AK Parti'nin oy oranını konu alan metindeki "Her gün yeni bir anket yeni bir oy oranı ortaya atılıyor." cümlesini İngilizceye çevirin.

▶ Sunulan metin
**********
AK Parti yüzde kaça düşer?
Milliyet'ten Mehmet Tezkan da bugünkü köşesinde 'AKP, düşse yüzde kaça düşer?' sorusunu kaleme aldı
Seçime sayılı günler kaldı. Her gün yeni bir anket yeni bir oy oranı ortaya atılıyor. Sonucu ne olacağı ise 30 Mart'ta belli olacak. Milliyet'ten Mehmet Tezkan da bugünkü köşesinde 'AKP, düşse yüzde kaça düşer?' sorusunu masaya yatırdı.
İşte o yazı...
30 Mart’ta sandıktan hangi partinin birinci çıkacağı konuşulmuyor..
İnsanlar AKP’nin birinci parti olacağı yolunda hemfikir..
Merak edilen şu.. AKP’nin oyu düşer mi, düşerse ne kadar düşer?
Daha açık soralım.. Bunca yolsuzluk, bunca rüşvet iddiası varken.. Her gün ‘skandal’ diyeceğimiz bir telefon konuşması ortalığa dökülürken..
İktidarın oy oranı dramatik bir şekilde aşağıya iner mi?
Dimdik ayakta kalır mı?
*
Ben dramatik bir düşüş beklemiyorum..
Niye mi?
Önce şu soruya yanıt verelim.. Bir insan gidip neden iktidardaki partiye üye olur?
Bazı kapılar açılsın diye.. Bazı imkanlara kavuşsun diye..
**********
▶ Veri kayıtları
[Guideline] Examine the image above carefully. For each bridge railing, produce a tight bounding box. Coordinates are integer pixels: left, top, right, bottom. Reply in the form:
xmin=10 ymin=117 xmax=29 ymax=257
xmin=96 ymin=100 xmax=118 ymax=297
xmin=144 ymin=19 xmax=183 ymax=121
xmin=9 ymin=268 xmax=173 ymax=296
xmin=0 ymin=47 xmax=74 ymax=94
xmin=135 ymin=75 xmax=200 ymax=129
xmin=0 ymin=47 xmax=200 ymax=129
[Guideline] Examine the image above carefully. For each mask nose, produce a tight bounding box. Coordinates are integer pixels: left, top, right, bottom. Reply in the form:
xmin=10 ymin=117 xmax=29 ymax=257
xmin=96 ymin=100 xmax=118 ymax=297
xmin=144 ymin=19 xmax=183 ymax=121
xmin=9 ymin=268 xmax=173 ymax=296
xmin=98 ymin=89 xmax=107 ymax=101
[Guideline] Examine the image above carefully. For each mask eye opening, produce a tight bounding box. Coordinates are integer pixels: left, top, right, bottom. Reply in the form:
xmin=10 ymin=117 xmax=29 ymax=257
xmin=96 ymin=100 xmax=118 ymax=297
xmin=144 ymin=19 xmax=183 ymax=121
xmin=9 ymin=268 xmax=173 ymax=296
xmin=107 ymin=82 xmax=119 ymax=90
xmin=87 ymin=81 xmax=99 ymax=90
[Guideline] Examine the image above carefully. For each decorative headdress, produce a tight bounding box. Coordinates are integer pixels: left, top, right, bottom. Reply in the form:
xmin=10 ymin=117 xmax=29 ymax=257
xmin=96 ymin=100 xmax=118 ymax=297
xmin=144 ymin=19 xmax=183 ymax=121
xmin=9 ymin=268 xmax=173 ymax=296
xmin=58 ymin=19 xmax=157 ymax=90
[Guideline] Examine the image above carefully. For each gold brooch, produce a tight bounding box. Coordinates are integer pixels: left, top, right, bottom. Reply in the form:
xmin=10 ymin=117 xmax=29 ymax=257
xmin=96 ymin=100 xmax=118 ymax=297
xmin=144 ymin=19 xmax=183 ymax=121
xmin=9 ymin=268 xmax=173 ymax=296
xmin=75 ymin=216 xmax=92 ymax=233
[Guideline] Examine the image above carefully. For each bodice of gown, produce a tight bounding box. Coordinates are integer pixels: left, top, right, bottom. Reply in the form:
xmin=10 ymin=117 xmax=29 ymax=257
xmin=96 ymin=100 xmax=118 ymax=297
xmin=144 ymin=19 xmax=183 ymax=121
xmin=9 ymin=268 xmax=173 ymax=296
**********
▶ Yanıt
Every day a new poll puts forward a new vote share.